**LISTING**.

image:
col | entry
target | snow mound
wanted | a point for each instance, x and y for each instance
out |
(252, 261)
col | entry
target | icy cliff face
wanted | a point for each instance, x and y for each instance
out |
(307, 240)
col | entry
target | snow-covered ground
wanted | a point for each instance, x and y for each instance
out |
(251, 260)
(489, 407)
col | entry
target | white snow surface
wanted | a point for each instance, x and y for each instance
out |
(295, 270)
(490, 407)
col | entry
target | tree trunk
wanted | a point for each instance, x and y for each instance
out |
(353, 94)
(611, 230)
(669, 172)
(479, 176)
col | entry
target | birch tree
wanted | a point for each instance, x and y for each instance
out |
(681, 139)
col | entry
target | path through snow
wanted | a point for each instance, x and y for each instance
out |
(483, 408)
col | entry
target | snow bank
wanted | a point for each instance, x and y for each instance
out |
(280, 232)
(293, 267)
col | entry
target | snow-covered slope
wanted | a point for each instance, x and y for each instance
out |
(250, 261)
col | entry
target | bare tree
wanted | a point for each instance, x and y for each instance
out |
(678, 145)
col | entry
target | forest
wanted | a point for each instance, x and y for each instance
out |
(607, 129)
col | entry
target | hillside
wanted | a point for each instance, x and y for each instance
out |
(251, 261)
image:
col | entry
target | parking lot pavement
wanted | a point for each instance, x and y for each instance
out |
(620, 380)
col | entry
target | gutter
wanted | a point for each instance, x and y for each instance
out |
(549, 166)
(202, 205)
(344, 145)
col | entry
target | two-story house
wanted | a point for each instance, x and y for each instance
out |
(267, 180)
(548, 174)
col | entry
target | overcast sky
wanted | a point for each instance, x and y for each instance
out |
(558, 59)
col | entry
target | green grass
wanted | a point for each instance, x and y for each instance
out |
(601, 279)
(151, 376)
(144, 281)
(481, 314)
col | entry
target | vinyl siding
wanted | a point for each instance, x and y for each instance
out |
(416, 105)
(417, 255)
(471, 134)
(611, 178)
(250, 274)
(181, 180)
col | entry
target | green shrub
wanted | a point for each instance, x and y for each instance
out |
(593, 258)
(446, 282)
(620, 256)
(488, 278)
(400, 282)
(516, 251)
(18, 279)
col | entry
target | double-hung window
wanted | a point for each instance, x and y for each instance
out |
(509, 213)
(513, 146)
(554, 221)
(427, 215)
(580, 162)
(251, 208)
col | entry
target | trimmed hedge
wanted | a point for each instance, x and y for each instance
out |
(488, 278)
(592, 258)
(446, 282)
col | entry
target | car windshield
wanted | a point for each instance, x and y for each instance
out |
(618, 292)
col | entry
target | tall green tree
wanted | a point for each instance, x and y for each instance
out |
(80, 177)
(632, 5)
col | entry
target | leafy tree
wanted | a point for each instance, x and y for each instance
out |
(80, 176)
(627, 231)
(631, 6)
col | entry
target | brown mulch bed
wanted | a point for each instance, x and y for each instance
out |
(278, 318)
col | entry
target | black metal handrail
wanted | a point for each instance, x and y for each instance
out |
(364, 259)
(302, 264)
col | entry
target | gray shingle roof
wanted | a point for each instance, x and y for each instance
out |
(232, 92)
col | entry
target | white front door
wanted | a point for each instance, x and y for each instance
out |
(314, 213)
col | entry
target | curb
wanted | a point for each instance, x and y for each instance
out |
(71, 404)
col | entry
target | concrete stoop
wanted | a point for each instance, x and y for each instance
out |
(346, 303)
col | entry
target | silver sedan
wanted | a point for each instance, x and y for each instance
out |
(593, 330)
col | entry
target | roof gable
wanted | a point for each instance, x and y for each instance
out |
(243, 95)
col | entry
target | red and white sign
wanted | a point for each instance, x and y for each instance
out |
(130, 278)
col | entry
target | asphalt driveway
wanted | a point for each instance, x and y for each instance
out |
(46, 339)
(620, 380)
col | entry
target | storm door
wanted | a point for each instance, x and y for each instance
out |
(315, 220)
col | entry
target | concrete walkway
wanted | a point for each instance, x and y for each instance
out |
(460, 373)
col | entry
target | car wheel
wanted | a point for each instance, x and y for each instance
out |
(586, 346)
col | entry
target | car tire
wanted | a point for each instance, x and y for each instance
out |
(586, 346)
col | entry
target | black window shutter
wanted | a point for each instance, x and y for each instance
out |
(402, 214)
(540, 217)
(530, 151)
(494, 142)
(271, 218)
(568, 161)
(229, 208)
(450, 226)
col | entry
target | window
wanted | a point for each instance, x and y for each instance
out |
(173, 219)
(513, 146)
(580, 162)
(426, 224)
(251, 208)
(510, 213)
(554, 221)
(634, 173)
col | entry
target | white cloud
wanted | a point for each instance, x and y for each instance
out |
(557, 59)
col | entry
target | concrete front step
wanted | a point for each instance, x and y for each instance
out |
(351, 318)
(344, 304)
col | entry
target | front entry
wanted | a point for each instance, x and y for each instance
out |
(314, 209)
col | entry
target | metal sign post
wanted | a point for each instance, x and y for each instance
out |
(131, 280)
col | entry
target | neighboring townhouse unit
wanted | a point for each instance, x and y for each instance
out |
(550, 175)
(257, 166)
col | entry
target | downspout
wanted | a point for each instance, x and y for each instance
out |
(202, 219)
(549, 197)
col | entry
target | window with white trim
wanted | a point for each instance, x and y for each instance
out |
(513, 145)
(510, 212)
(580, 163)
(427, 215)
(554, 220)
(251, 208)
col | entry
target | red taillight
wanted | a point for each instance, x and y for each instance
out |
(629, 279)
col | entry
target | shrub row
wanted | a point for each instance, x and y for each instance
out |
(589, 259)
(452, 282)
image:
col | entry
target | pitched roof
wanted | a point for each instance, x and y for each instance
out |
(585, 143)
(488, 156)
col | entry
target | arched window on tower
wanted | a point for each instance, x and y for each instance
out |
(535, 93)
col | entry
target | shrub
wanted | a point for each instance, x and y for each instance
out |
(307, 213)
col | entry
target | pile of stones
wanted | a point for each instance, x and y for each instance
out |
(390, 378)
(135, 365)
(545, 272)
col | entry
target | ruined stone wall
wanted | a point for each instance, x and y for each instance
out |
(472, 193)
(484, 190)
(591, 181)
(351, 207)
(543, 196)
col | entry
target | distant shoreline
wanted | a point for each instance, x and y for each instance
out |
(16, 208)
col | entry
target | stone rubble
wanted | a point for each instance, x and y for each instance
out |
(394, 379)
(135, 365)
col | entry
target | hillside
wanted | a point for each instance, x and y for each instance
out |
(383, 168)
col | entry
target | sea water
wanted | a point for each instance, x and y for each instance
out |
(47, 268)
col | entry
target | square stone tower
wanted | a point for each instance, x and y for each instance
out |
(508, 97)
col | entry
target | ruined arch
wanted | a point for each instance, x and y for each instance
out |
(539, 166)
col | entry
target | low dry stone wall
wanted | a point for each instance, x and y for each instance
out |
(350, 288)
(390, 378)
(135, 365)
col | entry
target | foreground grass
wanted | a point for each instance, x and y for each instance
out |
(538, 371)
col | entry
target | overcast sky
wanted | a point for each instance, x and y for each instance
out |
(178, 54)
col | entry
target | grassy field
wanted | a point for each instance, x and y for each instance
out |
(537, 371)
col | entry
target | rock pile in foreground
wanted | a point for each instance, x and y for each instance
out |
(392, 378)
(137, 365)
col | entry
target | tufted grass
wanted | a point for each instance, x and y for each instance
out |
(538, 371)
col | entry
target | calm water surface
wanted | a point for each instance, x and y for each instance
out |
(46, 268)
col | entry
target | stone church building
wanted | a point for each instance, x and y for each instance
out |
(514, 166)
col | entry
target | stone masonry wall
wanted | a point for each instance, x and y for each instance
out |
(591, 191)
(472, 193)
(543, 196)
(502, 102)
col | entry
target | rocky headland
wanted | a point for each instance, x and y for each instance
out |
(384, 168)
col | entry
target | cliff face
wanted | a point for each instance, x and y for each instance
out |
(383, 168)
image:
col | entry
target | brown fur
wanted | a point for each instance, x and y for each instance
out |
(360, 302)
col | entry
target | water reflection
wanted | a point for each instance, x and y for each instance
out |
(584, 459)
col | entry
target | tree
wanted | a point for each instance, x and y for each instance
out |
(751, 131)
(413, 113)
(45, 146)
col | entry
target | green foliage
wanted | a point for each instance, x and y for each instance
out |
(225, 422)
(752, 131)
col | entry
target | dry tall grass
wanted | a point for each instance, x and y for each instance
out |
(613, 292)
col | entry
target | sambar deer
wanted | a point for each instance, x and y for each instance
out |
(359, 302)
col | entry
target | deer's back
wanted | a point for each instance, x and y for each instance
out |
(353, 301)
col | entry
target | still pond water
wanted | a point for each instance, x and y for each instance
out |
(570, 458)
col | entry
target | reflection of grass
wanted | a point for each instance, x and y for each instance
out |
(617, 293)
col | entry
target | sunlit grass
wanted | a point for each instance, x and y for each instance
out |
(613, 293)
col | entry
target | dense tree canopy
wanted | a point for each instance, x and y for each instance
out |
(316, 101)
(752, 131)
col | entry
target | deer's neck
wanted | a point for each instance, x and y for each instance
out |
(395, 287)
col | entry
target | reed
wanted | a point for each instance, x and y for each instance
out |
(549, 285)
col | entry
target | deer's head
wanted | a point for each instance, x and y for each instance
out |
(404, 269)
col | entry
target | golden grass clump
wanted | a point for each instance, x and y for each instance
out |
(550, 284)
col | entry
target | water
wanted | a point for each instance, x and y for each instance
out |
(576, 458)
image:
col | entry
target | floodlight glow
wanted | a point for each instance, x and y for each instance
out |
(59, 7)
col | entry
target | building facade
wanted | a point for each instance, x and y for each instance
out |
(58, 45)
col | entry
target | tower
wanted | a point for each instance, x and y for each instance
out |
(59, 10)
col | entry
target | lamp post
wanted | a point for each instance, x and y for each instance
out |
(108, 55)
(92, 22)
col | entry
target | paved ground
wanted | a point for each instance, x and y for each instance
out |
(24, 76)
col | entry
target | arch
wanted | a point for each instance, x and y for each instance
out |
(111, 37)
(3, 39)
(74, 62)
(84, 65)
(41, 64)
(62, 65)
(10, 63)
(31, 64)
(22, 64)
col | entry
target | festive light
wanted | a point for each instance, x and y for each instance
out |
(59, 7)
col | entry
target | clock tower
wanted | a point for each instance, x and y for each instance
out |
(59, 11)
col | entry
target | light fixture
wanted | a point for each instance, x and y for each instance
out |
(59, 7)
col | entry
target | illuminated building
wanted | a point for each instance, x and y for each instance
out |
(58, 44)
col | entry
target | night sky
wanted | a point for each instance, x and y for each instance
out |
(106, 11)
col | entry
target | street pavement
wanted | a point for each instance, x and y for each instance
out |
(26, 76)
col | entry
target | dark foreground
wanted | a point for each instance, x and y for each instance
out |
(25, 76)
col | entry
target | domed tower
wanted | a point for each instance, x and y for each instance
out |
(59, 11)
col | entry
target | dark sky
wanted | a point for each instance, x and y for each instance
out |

**TASK**. Find every line of the records above that contains the string "metal" and copy each one out. Matching is case-sensitive.

**WRITTEN ANSWER**.
target | black metal handrail
target | metal sign post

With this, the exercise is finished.